### WHAT IS NEEDED
In the records that follow, find the line with "written like [222,525]."; from there, retype every line exactly through the line with "Query: eyeglasses", which also belongs to the answer.

DATA UNDER STUDY Start Marker

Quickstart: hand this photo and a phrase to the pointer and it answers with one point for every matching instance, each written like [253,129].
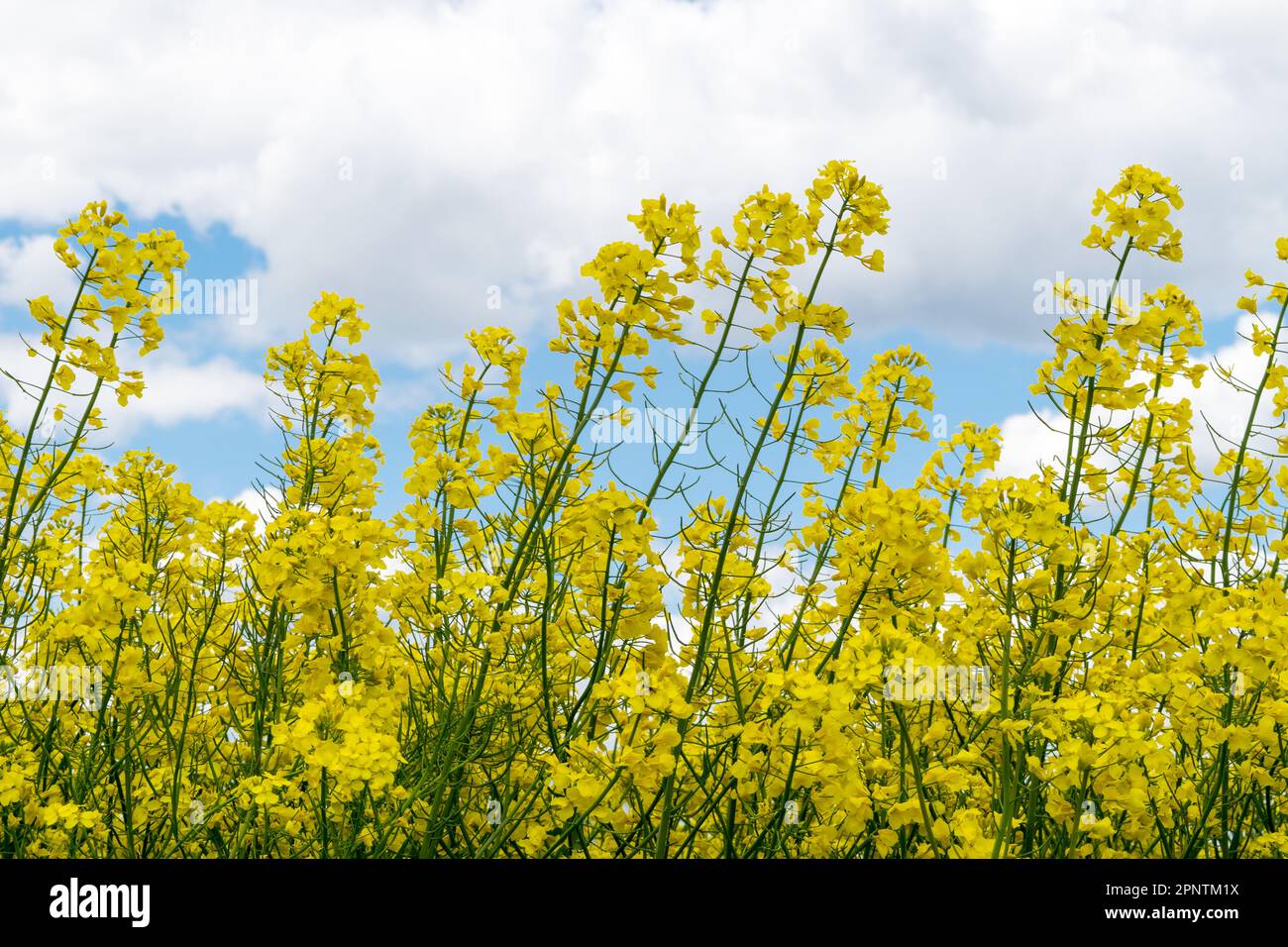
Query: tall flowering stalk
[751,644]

DATA UNDER STUDY End Marker
DATA UNDER STUDY Start Marker

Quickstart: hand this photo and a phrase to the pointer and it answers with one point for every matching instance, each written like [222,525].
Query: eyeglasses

DATA UNDER STUDY End Marker
DATA UNDER STUDY Start Marker

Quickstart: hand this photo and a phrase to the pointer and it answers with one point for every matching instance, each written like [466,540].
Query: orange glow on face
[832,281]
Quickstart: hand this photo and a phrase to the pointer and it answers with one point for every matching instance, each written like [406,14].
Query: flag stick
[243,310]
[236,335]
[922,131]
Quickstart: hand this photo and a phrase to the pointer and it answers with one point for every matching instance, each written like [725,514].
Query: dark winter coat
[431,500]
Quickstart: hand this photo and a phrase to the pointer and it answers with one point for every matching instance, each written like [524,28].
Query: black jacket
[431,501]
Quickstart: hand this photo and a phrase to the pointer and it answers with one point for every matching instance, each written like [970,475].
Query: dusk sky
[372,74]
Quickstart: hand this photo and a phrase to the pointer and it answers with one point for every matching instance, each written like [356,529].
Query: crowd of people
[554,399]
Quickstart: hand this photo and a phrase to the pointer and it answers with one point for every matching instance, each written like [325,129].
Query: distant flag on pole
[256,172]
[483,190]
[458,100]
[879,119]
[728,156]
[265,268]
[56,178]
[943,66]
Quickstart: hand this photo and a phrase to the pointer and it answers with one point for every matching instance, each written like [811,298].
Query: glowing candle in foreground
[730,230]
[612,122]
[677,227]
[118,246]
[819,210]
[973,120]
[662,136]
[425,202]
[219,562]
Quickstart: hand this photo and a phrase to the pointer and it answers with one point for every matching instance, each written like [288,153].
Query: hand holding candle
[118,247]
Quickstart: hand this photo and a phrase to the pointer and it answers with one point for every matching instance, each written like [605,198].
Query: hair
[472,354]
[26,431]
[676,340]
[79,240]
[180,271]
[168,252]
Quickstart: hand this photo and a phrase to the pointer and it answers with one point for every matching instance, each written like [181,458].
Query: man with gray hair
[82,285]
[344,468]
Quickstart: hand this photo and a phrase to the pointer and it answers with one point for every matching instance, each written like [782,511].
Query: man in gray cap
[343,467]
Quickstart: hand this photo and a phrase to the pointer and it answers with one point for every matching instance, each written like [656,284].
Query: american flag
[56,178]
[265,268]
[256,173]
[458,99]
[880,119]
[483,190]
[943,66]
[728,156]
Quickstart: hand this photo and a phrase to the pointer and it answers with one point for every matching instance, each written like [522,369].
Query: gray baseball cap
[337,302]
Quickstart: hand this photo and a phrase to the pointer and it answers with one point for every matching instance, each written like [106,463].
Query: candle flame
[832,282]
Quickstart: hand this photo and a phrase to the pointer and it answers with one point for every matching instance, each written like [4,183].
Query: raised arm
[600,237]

DATA UNDER STUDY End Marker

### SOLUTION TO THE EXERCISE
Quickstart: hand this photo and a phrase to the pointer and it answers with one point for every matching instance, each written like [222,525].
Query: eyeglasses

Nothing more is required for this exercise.